Location labeling records:
════════════════

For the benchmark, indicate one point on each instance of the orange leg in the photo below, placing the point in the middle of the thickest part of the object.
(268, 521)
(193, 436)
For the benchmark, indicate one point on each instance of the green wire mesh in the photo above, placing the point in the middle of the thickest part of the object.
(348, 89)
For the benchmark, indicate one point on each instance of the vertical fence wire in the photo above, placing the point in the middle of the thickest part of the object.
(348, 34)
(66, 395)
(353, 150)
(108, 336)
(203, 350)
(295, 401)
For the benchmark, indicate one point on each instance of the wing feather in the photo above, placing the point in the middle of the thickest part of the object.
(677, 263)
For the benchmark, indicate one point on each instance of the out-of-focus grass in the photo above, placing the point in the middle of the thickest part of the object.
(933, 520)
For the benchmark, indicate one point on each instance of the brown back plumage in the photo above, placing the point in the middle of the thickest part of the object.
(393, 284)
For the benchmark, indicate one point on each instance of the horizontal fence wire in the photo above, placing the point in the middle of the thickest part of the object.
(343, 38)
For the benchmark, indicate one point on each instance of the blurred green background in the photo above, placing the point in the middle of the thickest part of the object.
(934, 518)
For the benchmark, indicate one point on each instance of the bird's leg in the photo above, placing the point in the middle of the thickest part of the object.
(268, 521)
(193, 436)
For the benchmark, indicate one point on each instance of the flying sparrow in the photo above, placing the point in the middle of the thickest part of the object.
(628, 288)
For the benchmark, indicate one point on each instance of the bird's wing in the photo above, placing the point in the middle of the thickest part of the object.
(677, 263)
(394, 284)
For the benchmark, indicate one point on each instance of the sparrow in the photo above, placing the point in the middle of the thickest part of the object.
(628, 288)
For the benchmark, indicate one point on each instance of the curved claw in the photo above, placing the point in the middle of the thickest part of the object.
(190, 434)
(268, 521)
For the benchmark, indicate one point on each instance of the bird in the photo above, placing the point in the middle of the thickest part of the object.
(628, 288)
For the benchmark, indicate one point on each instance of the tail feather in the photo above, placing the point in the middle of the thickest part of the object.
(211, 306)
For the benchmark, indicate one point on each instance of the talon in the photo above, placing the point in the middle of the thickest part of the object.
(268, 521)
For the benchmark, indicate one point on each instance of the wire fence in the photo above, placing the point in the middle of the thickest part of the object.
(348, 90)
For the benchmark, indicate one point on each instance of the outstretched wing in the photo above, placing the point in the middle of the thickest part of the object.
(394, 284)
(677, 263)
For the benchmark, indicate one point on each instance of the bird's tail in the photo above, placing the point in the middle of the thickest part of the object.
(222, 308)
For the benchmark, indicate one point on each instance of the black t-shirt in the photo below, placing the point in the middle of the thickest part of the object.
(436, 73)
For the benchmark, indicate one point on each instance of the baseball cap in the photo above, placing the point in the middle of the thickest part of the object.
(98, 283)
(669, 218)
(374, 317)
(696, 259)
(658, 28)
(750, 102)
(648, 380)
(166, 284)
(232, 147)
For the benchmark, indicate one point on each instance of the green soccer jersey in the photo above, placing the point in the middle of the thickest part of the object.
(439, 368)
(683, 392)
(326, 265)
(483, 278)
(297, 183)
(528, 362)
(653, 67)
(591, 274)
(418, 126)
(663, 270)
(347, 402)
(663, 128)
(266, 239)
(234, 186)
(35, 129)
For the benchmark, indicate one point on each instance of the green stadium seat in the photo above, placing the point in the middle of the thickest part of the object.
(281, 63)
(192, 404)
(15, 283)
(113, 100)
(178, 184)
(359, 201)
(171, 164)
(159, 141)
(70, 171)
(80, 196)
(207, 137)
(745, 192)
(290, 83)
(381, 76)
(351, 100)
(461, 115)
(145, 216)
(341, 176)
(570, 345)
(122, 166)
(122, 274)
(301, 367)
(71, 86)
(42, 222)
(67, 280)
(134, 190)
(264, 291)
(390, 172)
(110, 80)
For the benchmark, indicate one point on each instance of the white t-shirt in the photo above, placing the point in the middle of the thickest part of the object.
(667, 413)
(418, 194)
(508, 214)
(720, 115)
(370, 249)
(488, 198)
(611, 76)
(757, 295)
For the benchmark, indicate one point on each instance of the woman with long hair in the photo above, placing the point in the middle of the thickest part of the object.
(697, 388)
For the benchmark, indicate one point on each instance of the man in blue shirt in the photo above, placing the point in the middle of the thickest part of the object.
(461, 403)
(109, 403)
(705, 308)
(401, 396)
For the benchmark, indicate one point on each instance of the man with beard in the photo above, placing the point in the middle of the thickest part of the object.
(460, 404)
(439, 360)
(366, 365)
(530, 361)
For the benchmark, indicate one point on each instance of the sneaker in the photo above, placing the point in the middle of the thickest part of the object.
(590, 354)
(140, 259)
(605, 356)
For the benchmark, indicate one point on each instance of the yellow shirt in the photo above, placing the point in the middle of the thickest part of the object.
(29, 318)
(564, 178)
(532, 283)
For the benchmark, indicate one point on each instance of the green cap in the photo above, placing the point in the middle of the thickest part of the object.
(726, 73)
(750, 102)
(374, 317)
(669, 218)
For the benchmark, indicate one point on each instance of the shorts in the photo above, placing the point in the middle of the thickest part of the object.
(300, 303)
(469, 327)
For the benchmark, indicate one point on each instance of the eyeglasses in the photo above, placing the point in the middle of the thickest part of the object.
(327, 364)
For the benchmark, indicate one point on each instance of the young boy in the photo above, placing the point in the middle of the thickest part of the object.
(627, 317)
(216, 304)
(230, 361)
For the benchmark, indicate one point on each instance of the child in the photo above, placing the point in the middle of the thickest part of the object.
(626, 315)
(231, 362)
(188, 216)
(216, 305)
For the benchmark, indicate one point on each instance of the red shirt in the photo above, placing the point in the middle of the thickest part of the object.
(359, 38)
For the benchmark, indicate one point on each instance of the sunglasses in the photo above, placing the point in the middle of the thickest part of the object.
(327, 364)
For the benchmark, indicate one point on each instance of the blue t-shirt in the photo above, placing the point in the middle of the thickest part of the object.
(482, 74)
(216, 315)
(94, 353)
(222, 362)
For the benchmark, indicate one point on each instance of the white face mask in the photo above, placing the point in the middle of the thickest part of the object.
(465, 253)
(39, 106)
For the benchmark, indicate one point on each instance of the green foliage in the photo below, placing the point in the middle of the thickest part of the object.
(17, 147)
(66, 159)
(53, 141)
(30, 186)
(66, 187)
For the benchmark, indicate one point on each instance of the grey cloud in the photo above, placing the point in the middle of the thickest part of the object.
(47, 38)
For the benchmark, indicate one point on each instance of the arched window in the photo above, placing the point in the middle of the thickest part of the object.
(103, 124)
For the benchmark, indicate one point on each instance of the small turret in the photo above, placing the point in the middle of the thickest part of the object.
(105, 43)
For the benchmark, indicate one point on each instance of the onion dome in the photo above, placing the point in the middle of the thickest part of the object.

════════════════

Exercise task |
Rewrite the items from the line containing "of the blue" through the end of the records, shifting every coordinate in the answers by -144.

The result |
For the benchmark, indicate one point on each instance of the blue t-shirt in the photo above, placing the point in the middle of the thickest part of the object.
(338, -70)
(72, 171)
(-50, 209)
(78, 218)
For the benchmark, indicate one point on each instance of the white face mask in the photo above, placing the point in the middle of the thickest part of the object.
(321, 109)
(-105, -38)
For the benchmark, indicate one point on each instance of the green foliage in the photo below, placing the point in the middle of the thickest part of the object.
(-127, 3)
(-78, 15)
(-91, -3)
(-114, 42)
(-78, 43)
For the benchmark, indicate one point on each instance of the grey cloud in the photo above, placing the point in the middle of the thickest part of the object.
(-97, -106)
For the benchmark, indicate one point on each instance of the arched window in the photo above, placing the point in the middle of the thickest part of the object.
(-41, -20)
For the benchmark, indicate one point on each instance of the small turret in the photo above, placing the point in the middle of the thickest part of the object.
(-39, -101)
For the benchmark, indicate one point on each instance of the onion dome in the photo above, placing the point in the middle of the thickest part of the object.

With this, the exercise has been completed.